Contour labeling items:
==================================================
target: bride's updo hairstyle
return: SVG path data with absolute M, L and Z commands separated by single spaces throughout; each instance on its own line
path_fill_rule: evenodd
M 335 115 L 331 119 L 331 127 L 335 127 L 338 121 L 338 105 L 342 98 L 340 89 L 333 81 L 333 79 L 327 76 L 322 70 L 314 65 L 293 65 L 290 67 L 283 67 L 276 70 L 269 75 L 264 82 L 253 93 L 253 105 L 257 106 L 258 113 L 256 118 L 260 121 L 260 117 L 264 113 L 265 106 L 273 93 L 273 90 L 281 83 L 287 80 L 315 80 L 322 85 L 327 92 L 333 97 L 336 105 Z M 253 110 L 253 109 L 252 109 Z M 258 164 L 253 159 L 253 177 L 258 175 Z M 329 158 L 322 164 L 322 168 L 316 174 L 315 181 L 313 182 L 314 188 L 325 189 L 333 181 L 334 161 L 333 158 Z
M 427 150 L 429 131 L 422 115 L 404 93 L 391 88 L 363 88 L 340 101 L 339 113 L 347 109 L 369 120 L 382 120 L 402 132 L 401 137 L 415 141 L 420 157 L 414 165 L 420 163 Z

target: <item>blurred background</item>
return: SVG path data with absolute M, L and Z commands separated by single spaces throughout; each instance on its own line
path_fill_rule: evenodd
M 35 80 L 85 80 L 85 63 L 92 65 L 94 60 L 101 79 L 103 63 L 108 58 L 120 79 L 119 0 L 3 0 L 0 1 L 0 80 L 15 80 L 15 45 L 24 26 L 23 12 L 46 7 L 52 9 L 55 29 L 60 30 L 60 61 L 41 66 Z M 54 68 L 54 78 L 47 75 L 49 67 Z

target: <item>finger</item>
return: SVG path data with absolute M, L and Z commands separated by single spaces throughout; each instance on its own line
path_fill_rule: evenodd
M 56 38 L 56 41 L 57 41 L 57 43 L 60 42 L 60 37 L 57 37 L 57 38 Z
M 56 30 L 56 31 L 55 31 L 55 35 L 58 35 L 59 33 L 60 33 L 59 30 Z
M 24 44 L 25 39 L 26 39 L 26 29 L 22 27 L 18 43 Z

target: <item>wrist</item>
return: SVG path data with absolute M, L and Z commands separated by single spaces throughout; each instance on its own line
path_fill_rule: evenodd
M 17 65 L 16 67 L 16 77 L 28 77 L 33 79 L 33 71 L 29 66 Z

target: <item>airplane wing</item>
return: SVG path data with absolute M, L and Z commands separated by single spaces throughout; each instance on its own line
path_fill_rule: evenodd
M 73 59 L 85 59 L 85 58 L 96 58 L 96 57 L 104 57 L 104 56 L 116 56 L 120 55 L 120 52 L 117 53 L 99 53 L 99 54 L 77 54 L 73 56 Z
==================================================
PROBLEM DETAILS: Substitute "nonzero" for every "evenodd" in the entries and write them all out again, leaving everything else unchanged.

FINAL RESULT:
target: bride's updo hairstyle
return: SVG path data with absolute M, L and Z commands separated by single spaces throughout; each instance on its own line
path_fill_rule: nonzero
M 335 115 L 331 119 L 331 127 L 335 127 L 338 121 L 338 105 L 342 98 L 340 89 L 333 81 L 333 79 L 327 76 L 322 70 L 314 65 L 293 65 L 290 67 L 283 67 L 276 70 L 269 75 L 264 82 L 253 93 L 253 105 L 257 106 L 258 113 L 256 118 L 260 121 L 260 117 L 264 113 L 265 106 L 273 93 L 273 90 L 281 83 L 287 80 L 315 80 L 322 85 L 327 92 L 333 97 L 336 105 Z M 253 110 L 253 109 L 252 109 Z M 258 164 L 253 159 L 253 177 L 258 175 Z M 329 158 L 322 164 L 322 168 L 316 174 L 315 181 L 313 182 L 314 188 L 325 189 L 333 181 L 334 161 L 333 158 Z
M 427 150 L 429 131 L 422 115 L 404 93 L 391 88 L 363 88 L 340 101 L 339 113 L 347 109 L 369 120 L 382 120 L 402 132 L 401 137 L 415 141 L 420 157 L 414 165 L 420 163 Z

target: <item>blurred background</item>
return: SVG path data with absolute M, L and Z commands separated by single spaces throughout; each instance on its own line
path_fill_rule: nonzero
M 35 80 L 85 80 L 85 63 L 92 65 L 94 60 L 101 79 L 103 63 L 108 58 L 120 79 L 119 0 L 3 0 L 0 1 L 0 80 L 15 80 L 15 45 L 24 26 L 23 12 L 46 7 L 52 9 L 55 29 L 60 30 L 60 61 L 41 66 Z M 54 68 L 54 78 L 47 75 L 49 67 Z

target: <item>finger</item>
return: SVG path data with absolute M, L and Z commands separated by single spaces throughout; each instance on its own line
path_fill_rule: nonzero
M 56 38 L 56 41 L 57 41 L 57 43 L 60 42 L 60 37 L 57 37 L 57 38 Z
M 56 30 L 56 31 L 55 31 L 55 35 L 58 35 L 59 33 L 60 33 L 59 30 Z
M 24 44 L 25 39 L 26 39 L 26 29 L 22 27 L 18 43 Z

target: <item>wrist</item>
return: SVG path data with absolute M, L and Z commands separated by single spaces throughout; each instance on its own line
path_fill_rule: nonzero
M 17 65 L 16 67 L 16 77 L 28 77 L 33 79 L 33 71 L 29 66 Z

target: <item>airplane wing</item>
return: SVG path data with absolute M, L and Z commands separated by single spaces throughout; each instance on its own line
path_fill_rule: nonzero
M 73 59 L 85 59 L 85 58 L 96 58 L 96 57 L 104 57 L 104 56 L 116 56 L 120 55 L 120 52 L 117 53 L 99 53 L 99 54 L 77 54 L 73 56 Z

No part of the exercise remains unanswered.